[Required work] Extract every row below word for word, leaving the pictures out of your answer.

--- Material shown ---

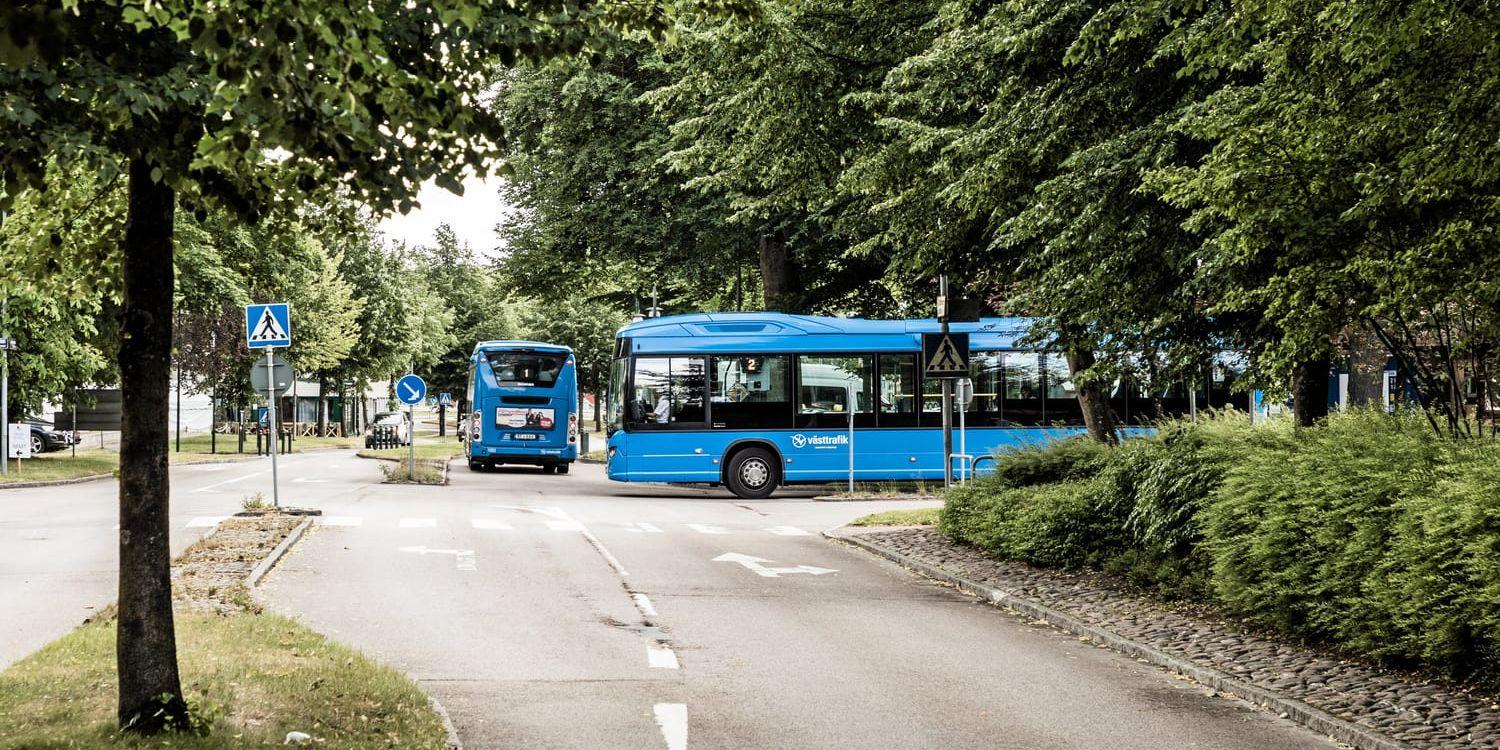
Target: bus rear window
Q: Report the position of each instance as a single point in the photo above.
(527, 369)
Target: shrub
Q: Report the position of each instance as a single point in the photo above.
(1055, 525)
(1052, 461)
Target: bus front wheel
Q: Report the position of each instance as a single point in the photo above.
(752, 474)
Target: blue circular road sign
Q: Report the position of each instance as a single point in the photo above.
(411, 389)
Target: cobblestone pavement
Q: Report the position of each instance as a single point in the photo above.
(1419, 714)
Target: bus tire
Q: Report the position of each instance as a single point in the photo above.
(753, 474)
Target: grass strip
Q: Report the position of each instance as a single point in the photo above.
(899, 518)
(249, 678)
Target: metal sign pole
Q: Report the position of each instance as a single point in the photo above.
(849, 401)
(272, 419)
(5, 395)
(947, 387)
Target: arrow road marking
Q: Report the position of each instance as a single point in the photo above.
(672, 719)
(788, 531)
(755, 566)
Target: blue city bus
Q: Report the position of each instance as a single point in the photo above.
(758, 399)
(524, 407)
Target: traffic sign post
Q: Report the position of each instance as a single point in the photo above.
(267, 327)
(945, 356)
(410, 390)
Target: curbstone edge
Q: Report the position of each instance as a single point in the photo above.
(1295, 710)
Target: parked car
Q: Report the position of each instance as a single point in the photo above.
(47, 440)
(389, 419)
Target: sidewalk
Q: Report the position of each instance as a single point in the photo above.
(1355, 702)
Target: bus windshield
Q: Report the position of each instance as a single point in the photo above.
(525, 369)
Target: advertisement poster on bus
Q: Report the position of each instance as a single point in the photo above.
(524, 417)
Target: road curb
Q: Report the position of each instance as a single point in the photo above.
(276, 554)
(54, 482)
(1290, 708)
(449, 731)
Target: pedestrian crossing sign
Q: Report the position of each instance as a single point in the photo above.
(267, 326)
(945, 354)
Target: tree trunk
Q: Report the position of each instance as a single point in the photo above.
(146, 650)
(1310, 390)
(779, 275)
(1098, 417)
(323, 405)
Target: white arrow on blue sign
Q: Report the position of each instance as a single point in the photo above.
(411, 389)
(267, 326)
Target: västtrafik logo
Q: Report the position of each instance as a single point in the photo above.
(818, 441)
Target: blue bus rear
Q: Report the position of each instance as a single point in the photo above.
(524, 399)
(755, 401)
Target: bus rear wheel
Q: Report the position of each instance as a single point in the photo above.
(752, 474)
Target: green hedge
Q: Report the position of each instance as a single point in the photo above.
(1368, 533)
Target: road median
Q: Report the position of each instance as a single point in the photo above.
(249, 677)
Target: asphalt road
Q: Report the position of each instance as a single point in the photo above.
(566, 611)
(59, 546)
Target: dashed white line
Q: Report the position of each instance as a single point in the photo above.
(660, 656)
(788, 531)
(672, 719)
(209, 488)
(644, 605)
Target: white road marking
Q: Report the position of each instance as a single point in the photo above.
(789, 531)
(426, 551)
(644, 605)
(660, 656)
(672, 719)
(755, 566)
(209, 488)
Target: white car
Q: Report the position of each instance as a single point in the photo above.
(389, 419)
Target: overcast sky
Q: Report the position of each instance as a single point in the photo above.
(471, 216)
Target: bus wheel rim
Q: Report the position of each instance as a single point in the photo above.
(755, 473)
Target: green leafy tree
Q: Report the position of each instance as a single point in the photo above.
(246, 105)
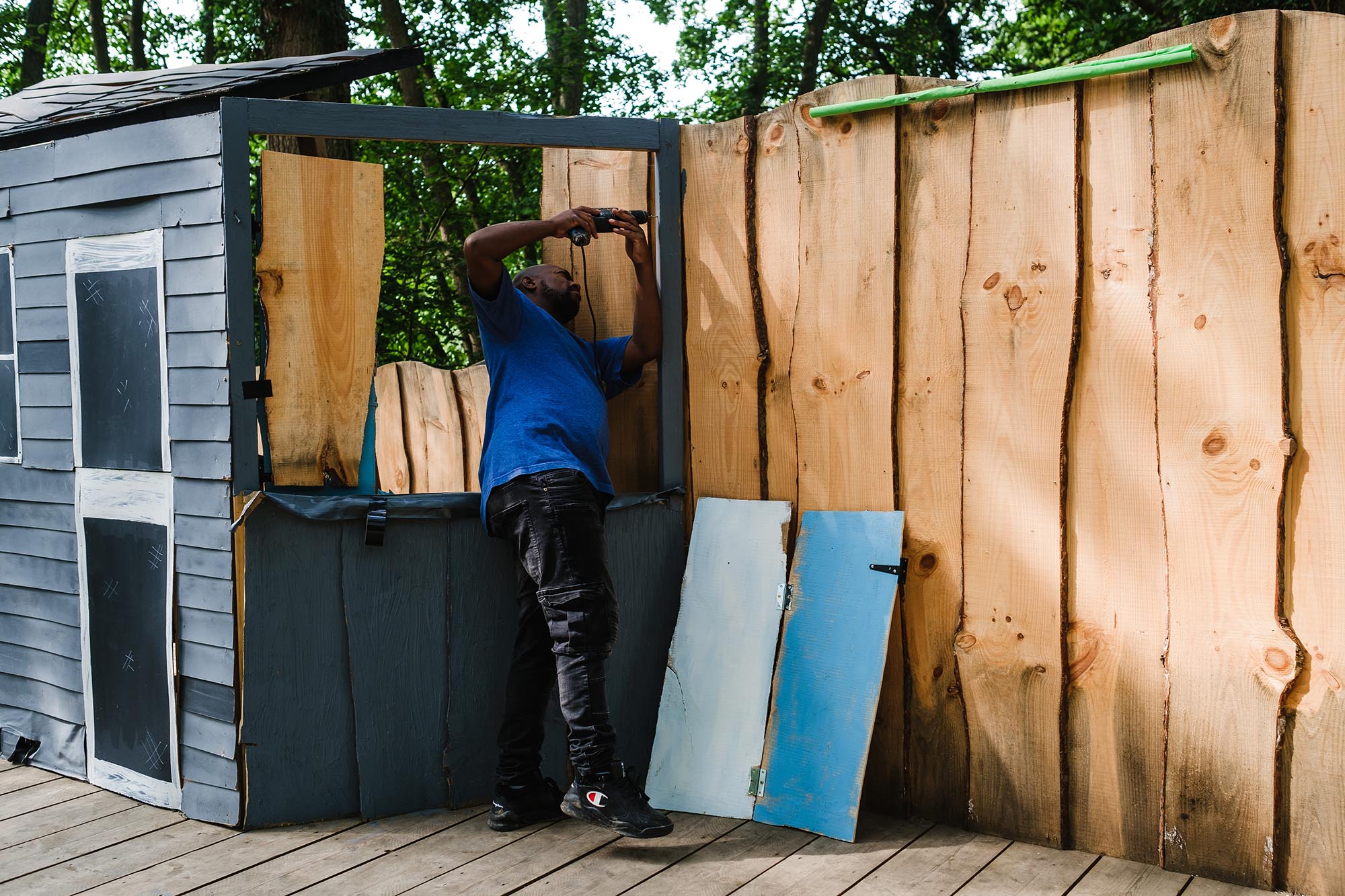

---

[Answer in full]
Target: bus rear window
Q: Report the position of each instance as a single point in the photo above.
(527, 369)
Target: shrub
Q: Report the position of each instance as a single point in the photo above.
(1055, 525)
(1052, 461)
Target: bus front wheel
Q: Report the position of each instance as a single point in the photo above.
(752, 474)
Target: blue circular road sign
Q: Report the position of each instance as a single point in the photo above.
(411, 389)
Target: cobblestone pavement
Q: Report the position of each instance as a single point in the photo above.
(1419, 714)
Target: bus tire
Q: Report the position of each instance as a single point in the photo above.
(753, 474)
Target: grass strip
Q: Report the position of each instance as a single point in the photo above.
(899, 518)
(249, 678)
Target: metal sign pole
Q: Report the position of each instance as a single point in the photo above.
(849, 401)
(272, 419)
(5, 395)
(947, 387)
Target: arrow road marking
Q: Report the position of each instance as a single point in the photo above.
(672, 719)
(788, 531)
(755, 566)
Target: blue city bus
Q: Report the position of each instance as a single point in the photo above.
(758, 399)
(524, 407)
Target: traffic sign post
Q: Report the position of each instance as a single point in the photo above.
(267, 327)
(945, 356)
(410, 390)
Target: curbstone edge
Q: Report the position of each instance as a single point in the photo above.
(1295, 710)
Target: parked car
Q: Report the position of each instance as a single point in the photo above.
(47, 440)
(389, 419)
Target: sidewalk
Q: Report the position of each instance as a single point in the photo above.
(1355, 702)
Target: bus windshield
Q: Report the position of each instance as a single point in the photo above.
(525, 369)
Target: advertisement poster on bus
Q: Report the position of each instance as a single point in the photo above.
(524, 417)
Target: road curb
Q: Report the position of each instance as a single point in the photo above.
(276, 554)
(54, 482)
(1290, 708)
(449, 731)
Target: pedestrian crossing sign
Q: Report the position of each instance as a single point in the photo above.
(267, 326)
(945, 354)
Target: tree trunk
Q: Report the position of each instance as a single point in the photo above.
(146, 650)
(1310, 390)
(779, 275)
(1098, 417)
(323, 405)
Target: white arrow on blue sign
Q: Report the position of each instance as a single point in the photo above.
(411, 389)
(267, 326)
Target: västtrafik logo
Q: Report the position of each instance as a single point in the photo above.
(818, 441)
Target: blue bus rear
Q: Report the position of each instance as a single point in the photo above.
(524, 399)
(755, 401)
Target: bus rear wheel
Q: Report the position of each instance as a single point in the photo above.
(752, 474)
Target: green hedge
Q: Report the position of each instance as a single point in the photo above.
(1368, 533)
Target: road median
Q: Report the position of each instance as a single point in the photo above.
(249, 677)
Target: asphalt road
Q: Report the position of each instance as a single point in the photo above.
(566, 611)
(59, 546)
Target: dashed white line
Q: Report the position of each instance as a single point in the photo above.
(660, 656)
(788, 531)
(672, 719)
(209, 488)
(644, 605)
Target: white road marking
Q: Report the position of each instance as a single point in the photo above.
(789, 531)
(426, 551)
(644, 605)
(660, 656)
(672, 719)
(755, 566)
(209, 488)
Target: white car
Q: Report the position of each instance as a single point in the photo above.
(389, 419)
Target: overcast sky
Q: Report the position of each instance as a single point in the photo above.
(471, 216)
Target: bus wheel rim
Q: Report the position of each instance as a single point in the photo above.
(755, 473)
Target: green leafy tree
Q: Report the position of each instance as a single point in the photo above.
(246, 105)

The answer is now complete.